Goal 1: In the List Grades problem statement, what must be output when no student's grade falls within the given interval?
Goal 2: Pick up the List Grades problem statement at the point where it stops and carry it forward.

Document segment:
═══

1083 List Grades (25 分)
Given a list of N student records with name, ID and grade. You are supposed to sort the records with respect to the grade in non-increasing order, and output those student records of which the grades are in a given interval.
Input Specification:
Each input file contains one test case. Each case is given in the following format:
N
name[1] ID[1] grade[1]
name[2] ID[2] grade[2]
... ...
name[N] ID[N] grade[N]
grade1 grade2
where name[i]
and ID[i]
are strings of no more than 10 characters with no space, grade[i]
is an integer in [0, 100], grade1
and grade2
are the boundaries of the grade's interval. It is guaranteed that all the grades are distinct.
Output Specification:
For each test case you should output the student records of which the grades are in the given interval [grade1
, grade2
] and are in non-increasing order. Each student record occupies a line with the student's name and ID, separated by one space. If there is no student's grade in that interval, output NONE
instead.

═══

[Dataset excerpt]

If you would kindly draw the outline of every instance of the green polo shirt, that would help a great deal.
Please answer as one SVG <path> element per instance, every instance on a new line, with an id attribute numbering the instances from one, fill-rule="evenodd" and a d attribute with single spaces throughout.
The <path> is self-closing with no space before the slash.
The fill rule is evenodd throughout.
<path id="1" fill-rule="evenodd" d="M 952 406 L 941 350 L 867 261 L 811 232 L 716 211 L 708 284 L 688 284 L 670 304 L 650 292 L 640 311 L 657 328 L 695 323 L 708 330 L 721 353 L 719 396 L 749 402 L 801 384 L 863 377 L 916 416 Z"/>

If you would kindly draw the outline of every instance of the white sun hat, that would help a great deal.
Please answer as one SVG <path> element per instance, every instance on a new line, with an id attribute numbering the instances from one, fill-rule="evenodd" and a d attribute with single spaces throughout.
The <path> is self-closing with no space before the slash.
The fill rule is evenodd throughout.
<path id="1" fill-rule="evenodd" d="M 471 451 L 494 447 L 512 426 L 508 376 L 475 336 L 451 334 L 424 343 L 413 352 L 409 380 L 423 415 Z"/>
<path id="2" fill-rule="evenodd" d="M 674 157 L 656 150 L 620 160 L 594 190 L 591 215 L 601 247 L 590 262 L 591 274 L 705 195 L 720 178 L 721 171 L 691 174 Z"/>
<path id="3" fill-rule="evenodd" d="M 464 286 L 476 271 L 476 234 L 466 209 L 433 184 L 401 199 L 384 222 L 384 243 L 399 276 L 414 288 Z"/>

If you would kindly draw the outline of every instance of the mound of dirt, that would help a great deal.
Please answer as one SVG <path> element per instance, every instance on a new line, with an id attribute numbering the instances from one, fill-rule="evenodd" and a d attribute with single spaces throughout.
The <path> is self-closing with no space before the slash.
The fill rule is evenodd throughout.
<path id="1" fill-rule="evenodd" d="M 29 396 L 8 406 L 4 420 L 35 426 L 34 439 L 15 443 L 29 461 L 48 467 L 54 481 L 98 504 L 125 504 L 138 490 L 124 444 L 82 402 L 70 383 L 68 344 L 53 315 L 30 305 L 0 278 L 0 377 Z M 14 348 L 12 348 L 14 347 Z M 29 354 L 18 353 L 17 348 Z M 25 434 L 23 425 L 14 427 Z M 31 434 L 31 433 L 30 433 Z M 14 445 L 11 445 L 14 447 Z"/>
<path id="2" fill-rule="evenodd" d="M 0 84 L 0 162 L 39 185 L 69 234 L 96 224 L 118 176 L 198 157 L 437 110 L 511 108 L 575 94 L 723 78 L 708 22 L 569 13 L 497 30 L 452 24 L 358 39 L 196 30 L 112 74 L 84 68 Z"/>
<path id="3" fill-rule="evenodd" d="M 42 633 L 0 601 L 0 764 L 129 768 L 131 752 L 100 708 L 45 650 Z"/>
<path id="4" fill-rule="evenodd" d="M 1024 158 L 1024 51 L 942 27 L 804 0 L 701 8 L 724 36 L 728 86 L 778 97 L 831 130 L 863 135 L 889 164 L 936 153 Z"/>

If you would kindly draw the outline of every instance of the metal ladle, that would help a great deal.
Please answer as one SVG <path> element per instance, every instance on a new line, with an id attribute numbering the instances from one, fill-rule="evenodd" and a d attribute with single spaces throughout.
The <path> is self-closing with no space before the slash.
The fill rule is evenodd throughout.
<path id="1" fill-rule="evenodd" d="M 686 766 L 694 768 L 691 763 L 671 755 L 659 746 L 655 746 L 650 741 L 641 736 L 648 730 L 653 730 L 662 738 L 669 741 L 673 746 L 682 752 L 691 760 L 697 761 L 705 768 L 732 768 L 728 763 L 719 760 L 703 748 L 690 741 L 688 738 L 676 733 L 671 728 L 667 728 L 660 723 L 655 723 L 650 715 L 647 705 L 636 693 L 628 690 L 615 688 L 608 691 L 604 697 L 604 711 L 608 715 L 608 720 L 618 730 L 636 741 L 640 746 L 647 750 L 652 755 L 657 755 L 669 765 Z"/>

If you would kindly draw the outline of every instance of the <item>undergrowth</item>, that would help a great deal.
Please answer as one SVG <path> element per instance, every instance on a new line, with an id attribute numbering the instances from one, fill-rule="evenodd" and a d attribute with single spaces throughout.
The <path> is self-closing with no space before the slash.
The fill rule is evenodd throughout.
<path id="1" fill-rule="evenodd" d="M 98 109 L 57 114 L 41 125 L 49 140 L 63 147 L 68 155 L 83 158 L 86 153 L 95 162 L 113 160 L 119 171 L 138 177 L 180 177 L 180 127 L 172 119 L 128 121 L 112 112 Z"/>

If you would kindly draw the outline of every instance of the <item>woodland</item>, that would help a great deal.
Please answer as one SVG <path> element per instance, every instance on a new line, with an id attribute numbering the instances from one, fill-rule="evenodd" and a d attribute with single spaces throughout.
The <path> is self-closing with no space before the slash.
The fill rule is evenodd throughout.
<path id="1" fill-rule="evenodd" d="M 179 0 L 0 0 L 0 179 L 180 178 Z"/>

═══

Expected answer 1: NONE

Expected answer 2:
Sample Input 1:
4
Tom CS000001 59
Joe Math990112 89
Mike CS991301 100
Mary EE990830 95
60 100
Sample Output 1:
Mike CS991301
Mary EE990830
Joe Math990112
Sample Input 2:
2
Jean AA980920 60
Ann CS01 80
90 95
Sample Output 2:
NONE
分析:超低配版A1055,就简单排序然后遍历输出,题目还保证所有分数不同。25分的题和25分的题差距真的大,同分不同命。这也说明了考PAT还是要看一点脸的。
#include <cstdio>
#include <algorithm>
using namespace std;
typedef struct stu
{
char name[11];
char id[11];
int grade;
}stu;
bool cmp(stu a, stu b)
{
return a.grade > b.grade;
}
int main()
{
int n;
scanf("%d", &n);
stu all[n];
for(int i = 0; i < n; i++)
{
scanf("%s %s %d", all[i].name, all[i].id, &all[i].grade);
}
sort(all, all + n, cmp);
int low, high;
scanf("%d %d", &low, &high);
int num = 0;
for(int i = 0; i < n; i++)
{
if(all[i].grade >= low && all[i].grade <= high)
{
printf("%s %s\n", all[i].name, all[i].id);
num++;
}
}
if(num == 0)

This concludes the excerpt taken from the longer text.